▶ Work to do
Count the lines in the data below that contain the string "shirt", and reply with only that number.

________

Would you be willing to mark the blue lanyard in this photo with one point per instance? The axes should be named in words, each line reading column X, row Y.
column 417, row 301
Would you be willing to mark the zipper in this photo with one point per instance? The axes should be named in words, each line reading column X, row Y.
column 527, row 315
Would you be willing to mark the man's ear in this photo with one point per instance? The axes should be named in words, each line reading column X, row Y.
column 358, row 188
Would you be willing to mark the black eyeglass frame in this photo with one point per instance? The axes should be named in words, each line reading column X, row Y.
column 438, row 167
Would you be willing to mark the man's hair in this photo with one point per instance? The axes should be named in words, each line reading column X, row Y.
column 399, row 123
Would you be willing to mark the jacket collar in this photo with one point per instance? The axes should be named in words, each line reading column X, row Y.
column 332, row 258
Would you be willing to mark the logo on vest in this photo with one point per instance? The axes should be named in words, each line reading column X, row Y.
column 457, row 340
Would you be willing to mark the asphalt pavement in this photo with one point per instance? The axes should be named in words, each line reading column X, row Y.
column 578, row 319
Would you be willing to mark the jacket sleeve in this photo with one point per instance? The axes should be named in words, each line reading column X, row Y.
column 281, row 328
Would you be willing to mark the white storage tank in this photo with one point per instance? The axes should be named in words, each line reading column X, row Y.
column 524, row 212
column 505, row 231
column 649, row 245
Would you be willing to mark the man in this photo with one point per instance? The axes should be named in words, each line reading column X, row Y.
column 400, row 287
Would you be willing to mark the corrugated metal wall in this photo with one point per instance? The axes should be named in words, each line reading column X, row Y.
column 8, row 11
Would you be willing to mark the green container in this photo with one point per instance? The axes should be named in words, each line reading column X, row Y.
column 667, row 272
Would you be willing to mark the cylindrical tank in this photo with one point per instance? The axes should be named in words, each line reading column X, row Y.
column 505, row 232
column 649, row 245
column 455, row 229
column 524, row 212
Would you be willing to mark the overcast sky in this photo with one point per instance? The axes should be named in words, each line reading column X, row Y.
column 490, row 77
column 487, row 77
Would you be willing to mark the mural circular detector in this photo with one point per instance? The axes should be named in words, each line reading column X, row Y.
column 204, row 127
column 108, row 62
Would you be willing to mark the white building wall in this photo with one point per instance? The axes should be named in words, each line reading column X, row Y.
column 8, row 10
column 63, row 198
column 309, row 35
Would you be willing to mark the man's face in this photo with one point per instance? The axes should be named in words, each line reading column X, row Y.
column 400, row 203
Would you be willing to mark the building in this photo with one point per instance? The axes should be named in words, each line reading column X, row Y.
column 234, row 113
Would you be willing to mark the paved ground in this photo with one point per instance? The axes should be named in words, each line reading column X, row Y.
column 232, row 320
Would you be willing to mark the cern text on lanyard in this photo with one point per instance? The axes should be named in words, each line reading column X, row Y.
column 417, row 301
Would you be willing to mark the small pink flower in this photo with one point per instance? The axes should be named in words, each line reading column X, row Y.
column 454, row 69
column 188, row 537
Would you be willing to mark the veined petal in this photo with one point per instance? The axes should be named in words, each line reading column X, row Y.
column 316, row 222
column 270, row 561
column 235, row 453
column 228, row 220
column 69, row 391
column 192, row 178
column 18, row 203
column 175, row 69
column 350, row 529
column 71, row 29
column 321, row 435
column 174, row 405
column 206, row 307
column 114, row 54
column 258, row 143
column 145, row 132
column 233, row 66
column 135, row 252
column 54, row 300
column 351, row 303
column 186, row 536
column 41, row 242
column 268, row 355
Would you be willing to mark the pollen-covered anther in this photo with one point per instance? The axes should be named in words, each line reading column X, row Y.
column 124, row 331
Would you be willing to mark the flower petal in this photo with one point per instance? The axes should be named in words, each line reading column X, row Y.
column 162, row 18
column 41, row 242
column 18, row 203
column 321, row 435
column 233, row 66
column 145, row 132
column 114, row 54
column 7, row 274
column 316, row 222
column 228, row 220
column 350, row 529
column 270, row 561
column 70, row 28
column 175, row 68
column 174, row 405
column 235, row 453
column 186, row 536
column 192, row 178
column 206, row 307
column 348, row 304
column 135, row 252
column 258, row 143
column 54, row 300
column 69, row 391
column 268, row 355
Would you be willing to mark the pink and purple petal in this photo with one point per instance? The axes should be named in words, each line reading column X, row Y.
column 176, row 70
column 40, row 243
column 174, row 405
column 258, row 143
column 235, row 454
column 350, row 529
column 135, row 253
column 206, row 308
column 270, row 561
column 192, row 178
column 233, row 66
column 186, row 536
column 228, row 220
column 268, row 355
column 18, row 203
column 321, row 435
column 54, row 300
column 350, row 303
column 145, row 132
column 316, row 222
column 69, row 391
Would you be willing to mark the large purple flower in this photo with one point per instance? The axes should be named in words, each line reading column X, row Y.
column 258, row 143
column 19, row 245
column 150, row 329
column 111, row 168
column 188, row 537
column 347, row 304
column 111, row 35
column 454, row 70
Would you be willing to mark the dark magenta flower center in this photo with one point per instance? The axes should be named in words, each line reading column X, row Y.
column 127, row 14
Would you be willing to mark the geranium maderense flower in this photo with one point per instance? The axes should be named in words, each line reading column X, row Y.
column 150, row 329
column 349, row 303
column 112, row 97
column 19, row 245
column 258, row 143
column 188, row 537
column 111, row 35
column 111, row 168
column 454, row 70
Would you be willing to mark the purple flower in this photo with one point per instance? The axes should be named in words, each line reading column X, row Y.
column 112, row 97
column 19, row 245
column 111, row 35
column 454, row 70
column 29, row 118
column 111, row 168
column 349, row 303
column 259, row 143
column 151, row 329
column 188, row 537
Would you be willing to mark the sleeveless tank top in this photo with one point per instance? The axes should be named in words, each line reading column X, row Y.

________

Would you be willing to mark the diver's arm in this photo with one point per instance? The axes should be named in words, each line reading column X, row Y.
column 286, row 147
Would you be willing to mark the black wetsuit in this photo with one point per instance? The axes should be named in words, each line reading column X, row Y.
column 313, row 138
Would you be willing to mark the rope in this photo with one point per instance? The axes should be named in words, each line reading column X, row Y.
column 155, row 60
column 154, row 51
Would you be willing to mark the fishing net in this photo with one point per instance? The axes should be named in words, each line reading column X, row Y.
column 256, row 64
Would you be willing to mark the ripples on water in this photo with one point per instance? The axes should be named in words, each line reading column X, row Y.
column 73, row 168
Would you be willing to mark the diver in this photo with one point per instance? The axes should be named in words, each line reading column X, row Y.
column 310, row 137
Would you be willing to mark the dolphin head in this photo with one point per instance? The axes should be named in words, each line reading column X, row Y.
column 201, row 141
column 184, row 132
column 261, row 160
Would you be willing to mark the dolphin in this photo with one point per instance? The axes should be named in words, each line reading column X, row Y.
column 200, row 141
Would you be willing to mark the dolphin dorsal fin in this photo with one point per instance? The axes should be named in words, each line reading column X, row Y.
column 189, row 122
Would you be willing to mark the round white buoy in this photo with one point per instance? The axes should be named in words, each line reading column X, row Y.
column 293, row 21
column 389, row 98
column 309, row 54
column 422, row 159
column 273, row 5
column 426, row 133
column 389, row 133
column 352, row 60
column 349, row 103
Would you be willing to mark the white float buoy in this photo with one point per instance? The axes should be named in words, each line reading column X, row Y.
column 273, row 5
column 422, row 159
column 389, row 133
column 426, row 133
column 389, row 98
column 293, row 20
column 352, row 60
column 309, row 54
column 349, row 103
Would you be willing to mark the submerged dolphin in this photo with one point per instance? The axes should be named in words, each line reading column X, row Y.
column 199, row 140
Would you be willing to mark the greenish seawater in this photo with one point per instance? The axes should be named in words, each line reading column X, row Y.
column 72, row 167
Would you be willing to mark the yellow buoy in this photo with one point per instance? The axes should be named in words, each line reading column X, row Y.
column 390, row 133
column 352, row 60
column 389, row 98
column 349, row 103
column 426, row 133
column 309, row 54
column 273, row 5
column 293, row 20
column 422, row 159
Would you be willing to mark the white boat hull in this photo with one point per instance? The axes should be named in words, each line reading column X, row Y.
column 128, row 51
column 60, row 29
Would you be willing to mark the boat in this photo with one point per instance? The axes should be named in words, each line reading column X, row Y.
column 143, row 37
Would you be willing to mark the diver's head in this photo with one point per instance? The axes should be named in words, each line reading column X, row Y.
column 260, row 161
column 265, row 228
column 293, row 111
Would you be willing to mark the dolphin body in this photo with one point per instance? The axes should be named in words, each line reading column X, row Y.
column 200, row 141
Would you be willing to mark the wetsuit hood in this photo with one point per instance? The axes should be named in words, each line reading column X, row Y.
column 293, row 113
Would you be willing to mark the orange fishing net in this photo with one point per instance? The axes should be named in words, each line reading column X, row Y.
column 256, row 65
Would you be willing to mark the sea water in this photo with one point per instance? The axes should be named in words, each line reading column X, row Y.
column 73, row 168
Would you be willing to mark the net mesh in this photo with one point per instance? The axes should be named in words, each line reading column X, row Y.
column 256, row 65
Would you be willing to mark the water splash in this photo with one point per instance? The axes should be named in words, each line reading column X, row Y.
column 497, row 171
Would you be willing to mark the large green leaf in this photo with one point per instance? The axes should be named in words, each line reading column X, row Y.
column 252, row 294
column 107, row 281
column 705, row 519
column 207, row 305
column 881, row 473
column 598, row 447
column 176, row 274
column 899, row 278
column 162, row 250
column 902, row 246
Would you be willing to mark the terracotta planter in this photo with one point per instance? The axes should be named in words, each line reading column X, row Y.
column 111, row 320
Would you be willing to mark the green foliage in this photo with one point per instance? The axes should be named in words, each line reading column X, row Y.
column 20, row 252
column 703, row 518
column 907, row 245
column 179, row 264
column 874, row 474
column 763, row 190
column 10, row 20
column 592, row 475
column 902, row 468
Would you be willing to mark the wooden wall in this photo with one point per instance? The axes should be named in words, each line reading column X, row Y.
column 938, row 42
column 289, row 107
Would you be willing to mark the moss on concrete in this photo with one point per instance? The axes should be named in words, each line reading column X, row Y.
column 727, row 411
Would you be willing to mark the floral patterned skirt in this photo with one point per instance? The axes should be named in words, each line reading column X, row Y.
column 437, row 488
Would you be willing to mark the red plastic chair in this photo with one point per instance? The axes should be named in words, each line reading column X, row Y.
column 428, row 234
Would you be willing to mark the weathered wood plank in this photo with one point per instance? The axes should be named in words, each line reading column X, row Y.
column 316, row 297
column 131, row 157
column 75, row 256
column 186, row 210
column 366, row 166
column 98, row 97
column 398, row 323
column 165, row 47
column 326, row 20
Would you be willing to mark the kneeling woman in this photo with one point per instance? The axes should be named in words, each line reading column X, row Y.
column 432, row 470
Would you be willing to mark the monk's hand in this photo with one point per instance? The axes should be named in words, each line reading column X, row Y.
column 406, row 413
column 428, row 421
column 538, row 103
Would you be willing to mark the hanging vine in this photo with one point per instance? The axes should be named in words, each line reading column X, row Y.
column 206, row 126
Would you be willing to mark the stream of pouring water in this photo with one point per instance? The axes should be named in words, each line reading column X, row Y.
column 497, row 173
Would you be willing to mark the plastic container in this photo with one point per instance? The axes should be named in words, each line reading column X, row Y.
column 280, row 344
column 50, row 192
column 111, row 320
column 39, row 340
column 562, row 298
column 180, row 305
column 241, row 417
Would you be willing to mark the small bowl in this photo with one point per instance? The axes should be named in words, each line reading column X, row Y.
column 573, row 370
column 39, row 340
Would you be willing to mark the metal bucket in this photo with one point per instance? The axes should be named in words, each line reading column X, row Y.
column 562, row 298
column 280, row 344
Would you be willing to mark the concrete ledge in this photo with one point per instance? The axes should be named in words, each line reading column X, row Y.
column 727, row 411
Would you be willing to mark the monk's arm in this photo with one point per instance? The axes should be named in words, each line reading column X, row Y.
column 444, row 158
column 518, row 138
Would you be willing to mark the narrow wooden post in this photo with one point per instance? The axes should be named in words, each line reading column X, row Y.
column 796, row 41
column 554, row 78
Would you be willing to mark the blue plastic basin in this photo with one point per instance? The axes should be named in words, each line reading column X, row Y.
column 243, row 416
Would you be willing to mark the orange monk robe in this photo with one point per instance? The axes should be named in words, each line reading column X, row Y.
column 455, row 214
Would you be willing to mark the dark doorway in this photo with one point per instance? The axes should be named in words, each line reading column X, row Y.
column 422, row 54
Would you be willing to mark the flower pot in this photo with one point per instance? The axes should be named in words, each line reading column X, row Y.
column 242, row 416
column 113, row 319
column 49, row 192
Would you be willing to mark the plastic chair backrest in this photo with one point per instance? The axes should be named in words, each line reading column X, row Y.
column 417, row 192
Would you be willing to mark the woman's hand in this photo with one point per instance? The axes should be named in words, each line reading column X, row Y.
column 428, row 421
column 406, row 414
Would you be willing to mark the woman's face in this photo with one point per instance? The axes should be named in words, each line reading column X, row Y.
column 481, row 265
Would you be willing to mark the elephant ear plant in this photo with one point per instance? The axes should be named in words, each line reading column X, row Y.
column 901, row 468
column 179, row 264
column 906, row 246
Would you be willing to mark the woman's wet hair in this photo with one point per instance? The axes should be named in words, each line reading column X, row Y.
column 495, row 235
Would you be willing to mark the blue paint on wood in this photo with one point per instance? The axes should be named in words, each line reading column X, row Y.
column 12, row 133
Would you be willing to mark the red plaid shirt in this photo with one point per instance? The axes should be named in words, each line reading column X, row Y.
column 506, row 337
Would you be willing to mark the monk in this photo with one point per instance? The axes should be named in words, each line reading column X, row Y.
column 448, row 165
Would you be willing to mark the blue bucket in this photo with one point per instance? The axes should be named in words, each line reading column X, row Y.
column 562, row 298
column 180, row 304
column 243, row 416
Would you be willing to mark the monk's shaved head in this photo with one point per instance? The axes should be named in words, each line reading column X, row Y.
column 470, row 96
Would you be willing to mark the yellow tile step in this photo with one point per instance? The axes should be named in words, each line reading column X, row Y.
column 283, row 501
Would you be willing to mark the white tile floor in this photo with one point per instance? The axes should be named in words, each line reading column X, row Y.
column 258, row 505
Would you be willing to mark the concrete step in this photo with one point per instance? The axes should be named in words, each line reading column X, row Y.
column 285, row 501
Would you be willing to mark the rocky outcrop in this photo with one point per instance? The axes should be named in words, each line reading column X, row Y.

________

▶ Answer to the problem
1